▶ **Given request**
From the private equity NDA guide below, transcribe word for word the passage that opens with the words containing "Management team engagement: A" and closes with "team's operational information.".

Private equity guide

NDA for Private Equity UK: Protecting Deal Information, Portfolio Data and Fund Terms

Private equity firms, portfolio companies, management teams and investors share sensitive deal information, financial data and fund terms before any transaction or investment agreement is signed. This guide explains when a UK private equity NDA is needed and how to protect pre-contract disclosures under English law.

By Richard Wood, Founder9 min readUpdated 18 June 2026Last reviewed 18 June 2026private equityPEbuyoutfund

Private equity transactions involve some of the most commercially sensitive pre-contract disclosures in the UK deal market. PE firms evaluating acquisitions receive detailed financial, operational and strategic information about target businesses before any transaction agreement is signed. Management teams and selling shareholders share confidential financial projections, customer data and operational metrics with multiple PE bidders in competitive sale processes. PE firms share their investment thesis, deal structures and fund terms with management teams and prospective limited partners before any investment commitment is made.

This is general information, not legal advice

NDASafe is a document preparation service, not a law firm. Our templates are legally reviewed against applicable UK law at the point of release, but every situation is different. Where significant value, unusual risk or a cross-border element is involved, take independent legal advice before you sign.

When private equity parties need an NDA

Pre-contract disclosure in private equity spans the full deal lifecycle. The most common situations requiring an NDA include:

Buyout and acquisition processes: A target company sharing its information memorandum, management accounts, EBITDA analysis, customer concentration data, pipeline projections and operational metrics with PE bidders in a competitive sale process is disclosing commercially sensitive financial information. An NDA should be signed before any deal materials are provided and before any management presentation is held.

Management team engagement: A PE firm sharing its investment thesis, proposed deal structure, value creation plan and financial model assumptions with a target company's management team during pre-deal discussions is disclosing commercially sensitive strategy. A mutual NDA protects both the PE firm's deal approach and the management team's operational information.

Fund marketing to limited partners: A PE fund sharing its investment strategy, deal pipeline information, historical performance data, fund economics and proposed LP terms with prospective limited partners during fund marketing needs an NDA to protect those commercial and financial disclosures before any LP commitment agreement is executed.

▶ **Raw data**
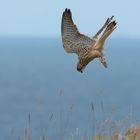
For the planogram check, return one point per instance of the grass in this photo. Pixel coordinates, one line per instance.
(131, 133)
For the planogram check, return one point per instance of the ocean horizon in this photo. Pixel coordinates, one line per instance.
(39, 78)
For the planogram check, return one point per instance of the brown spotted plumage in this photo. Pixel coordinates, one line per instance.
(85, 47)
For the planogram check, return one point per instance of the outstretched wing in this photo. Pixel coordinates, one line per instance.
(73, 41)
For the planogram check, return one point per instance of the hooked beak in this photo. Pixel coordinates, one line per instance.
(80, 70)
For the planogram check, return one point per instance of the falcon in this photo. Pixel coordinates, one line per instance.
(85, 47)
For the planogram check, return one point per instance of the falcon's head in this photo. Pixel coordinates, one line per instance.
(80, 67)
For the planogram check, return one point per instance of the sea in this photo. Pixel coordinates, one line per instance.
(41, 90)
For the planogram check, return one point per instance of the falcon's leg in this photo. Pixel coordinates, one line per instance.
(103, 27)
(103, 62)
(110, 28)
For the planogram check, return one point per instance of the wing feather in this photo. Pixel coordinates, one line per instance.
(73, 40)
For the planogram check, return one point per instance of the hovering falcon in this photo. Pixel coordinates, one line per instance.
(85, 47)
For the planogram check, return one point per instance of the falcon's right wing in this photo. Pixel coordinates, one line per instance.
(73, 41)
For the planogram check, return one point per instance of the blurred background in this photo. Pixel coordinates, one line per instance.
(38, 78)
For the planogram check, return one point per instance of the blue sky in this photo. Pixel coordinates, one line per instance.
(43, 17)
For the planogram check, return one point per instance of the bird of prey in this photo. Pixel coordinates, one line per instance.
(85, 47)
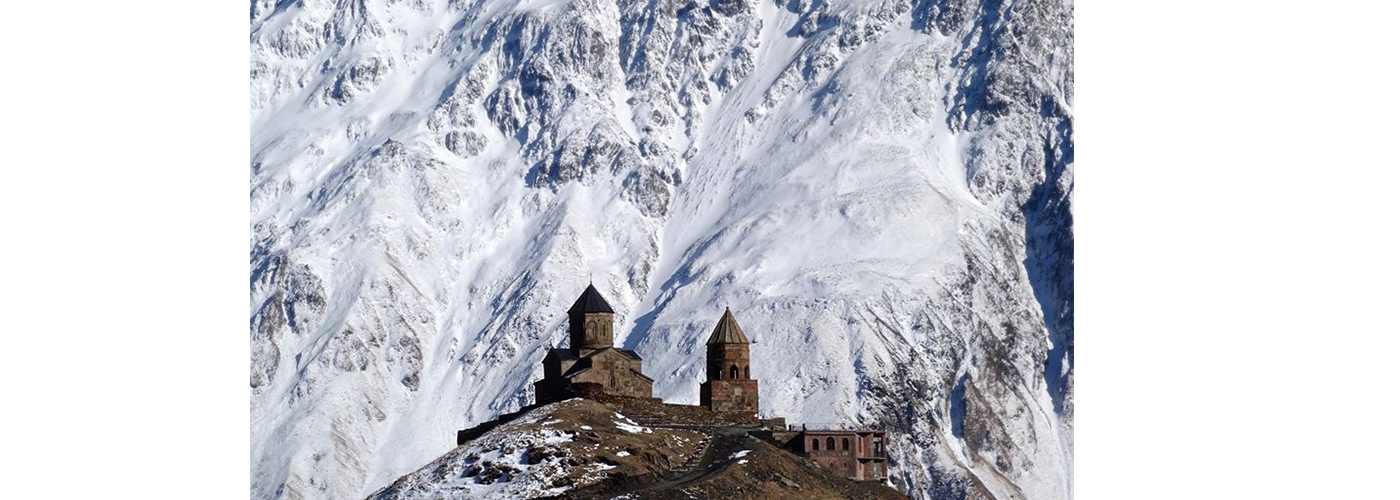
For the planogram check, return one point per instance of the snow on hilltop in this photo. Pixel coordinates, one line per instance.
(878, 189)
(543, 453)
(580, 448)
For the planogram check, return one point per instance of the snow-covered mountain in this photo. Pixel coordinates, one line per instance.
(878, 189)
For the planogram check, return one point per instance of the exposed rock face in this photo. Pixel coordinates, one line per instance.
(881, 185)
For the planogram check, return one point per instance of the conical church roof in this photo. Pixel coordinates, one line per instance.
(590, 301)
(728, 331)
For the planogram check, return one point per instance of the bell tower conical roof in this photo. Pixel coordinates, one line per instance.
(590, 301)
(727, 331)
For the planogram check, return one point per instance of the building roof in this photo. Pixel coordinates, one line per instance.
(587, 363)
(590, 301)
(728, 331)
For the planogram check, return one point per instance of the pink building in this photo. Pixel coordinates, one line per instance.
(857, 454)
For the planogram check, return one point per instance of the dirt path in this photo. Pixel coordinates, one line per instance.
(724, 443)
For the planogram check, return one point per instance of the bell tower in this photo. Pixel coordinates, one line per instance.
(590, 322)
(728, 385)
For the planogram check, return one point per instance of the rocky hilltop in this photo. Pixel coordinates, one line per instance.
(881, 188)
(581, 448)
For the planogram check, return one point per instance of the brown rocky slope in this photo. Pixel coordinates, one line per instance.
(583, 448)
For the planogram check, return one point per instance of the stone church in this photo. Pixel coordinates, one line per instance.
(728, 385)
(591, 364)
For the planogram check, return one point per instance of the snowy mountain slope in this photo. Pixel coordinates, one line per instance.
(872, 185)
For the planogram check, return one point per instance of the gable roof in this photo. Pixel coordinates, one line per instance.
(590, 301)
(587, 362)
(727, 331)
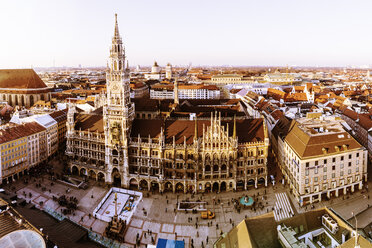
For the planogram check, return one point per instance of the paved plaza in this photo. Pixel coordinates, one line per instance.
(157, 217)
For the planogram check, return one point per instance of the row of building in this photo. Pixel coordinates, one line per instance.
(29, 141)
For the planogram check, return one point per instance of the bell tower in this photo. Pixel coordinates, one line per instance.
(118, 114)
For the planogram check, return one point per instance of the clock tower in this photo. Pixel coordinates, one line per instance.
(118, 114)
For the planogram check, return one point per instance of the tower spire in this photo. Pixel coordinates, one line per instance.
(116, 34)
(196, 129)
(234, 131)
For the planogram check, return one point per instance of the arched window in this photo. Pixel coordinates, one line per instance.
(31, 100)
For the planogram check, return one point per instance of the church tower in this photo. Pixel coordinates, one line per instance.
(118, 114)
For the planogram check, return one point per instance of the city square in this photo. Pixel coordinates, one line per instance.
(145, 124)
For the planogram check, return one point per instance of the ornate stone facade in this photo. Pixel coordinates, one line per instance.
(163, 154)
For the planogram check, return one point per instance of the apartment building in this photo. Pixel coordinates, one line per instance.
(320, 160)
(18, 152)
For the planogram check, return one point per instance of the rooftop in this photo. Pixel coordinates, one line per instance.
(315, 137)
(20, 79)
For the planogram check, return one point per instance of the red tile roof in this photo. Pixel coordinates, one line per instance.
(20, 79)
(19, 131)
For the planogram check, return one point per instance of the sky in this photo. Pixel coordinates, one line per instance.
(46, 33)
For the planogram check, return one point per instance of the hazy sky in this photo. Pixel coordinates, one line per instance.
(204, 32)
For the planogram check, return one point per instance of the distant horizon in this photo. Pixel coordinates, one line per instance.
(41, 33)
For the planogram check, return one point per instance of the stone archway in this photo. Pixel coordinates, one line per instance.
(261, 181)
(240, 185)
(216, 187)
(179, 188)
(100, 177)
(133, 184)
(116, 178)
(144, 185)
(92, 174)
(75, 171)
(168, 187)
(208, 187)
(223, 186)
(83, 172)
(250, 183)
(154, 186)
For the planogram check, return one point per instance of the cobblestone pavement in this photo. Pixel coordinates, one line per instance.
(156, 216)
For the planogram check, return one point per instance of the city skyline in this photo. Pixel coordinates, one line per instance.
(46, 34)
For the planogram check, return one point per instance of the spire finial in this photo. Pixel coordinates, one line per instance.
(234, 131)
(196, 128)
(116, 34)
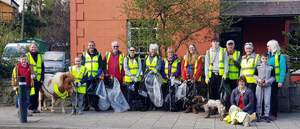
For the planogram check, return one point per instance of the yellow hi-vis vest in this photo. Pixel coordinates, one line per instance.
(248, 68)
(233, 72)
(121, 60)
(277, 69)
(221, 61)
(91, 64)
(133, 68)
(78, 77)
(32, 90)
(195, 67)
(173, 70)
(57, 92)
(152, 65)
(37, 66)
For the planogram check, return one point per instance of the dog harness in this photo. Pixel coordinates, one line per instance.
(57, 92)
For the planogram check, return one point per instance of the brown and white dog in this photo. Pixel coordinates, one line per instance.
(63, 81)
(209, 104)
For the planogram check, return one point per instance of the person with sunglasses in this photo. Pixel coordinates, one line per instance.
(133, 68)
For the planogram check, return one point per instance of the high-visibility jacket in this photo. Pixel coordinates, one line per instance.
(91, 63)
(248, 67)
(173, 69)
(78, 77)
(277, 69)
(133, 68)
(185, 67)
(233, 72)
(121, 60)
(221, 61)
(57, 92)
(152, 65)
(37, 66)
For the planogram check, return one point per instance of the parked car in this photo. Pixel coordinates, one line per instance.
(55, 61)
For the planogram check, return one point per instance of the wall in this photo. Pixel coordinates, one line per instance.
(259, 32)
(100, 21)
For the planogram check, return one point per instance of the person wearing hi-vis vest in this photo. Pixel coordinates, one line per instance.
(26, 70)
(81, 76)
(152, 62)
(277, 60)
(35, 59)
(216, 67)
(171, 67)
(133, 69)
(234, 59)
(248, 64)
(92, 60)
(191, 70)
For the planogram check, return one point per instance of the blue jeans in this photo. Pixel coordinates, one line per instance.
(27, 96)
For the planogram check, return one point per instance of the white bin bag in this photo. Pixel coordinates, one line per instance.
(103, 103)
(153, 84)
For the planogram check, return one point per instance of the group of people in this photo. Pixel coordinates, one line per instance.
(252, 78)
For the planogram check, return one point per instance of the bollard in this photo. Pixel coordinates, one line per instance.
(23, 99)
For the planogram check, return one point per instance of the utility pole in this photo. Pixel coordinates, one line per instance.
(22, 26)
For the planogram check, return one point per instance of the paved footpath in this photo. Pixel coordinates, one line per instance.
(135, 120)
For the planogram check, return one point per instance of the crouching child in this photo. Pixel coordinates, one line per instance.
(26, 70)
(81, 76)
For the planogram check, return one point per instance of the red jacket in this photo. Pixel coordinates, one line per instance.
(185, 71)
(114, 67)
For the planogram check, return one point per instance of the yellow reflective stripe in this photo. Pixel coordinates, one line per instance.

▶ **Reply to the task**
Management team engagement: A PE firm sharing its investment thesis, proposed deal structure, value creation plan and financial model assumptions with a target company's management team during pre-deal discussions is disclosing commercially sensitive strategy. A mutual NDA protects both the PE firm's deal approach and the management team's operational information.